[Referring expression pointing data]
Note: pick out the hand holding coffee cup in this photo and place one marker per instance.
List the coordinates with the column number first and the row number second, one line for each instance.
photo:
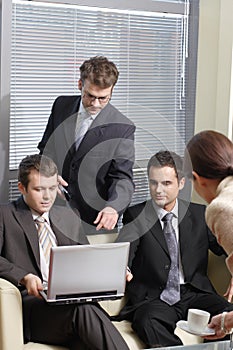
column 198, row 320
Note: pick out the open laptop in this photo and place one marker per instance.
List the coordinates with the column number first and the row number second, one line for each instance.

--

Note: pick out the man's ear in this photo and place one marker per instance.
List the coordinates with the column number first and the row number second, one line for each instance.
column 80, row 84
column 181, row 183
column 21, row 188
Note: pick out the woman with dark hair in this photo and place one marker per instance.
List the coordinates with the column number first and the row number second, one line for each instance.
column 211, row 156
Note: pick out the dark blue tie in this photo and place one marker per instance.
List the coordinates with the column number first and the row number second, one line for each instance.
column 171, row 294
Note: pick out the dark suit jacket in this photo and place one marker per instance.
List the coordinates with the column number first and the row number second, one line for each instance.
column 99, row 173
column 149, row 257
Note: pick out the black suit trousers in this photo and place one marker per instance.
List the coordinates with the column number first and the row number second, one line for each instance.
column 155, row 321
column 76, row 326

...

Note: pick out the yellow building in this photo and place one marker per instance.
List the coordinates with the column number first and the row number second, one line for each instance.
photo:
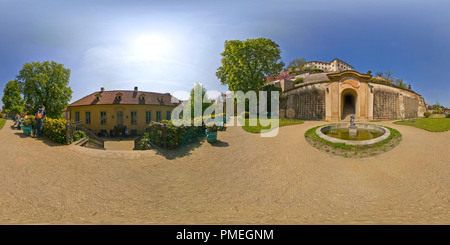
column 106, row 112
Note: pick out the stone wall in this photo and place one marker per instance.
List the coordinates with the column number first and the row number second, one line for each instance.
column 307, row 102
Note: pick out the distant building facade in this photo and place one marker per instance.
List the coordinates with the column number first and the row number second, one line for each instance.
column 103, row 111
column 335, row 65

▶ _Assignment_
Copy every line of the data above in which the string "place" appears.

▶ _Task response_
Note: pick out the hand holding coffee cup in this photo and place one marker per instance.
Note: pick out the open laptop in this photo and place one marker per instance.
Note: pick out the man's ear in this photo and place one marker per instance.
Note: pick out the woman with dark hair in this photo and place one marker per instance.
Note: pick out the dark blue tie in this photo and place one marker per instance.
Note: pick out the dark suit jacket in this photo and place one marker per instance.
Note: pick out the black suit trousers in this photo and place one marker per instance.
Note: pick out the yellow building in this photo and place one marker per instance.
Note: pick out the stone wall in this photo and place one marker per instance.
Note: pick out the distant building facade in this photo and place one marker per instance.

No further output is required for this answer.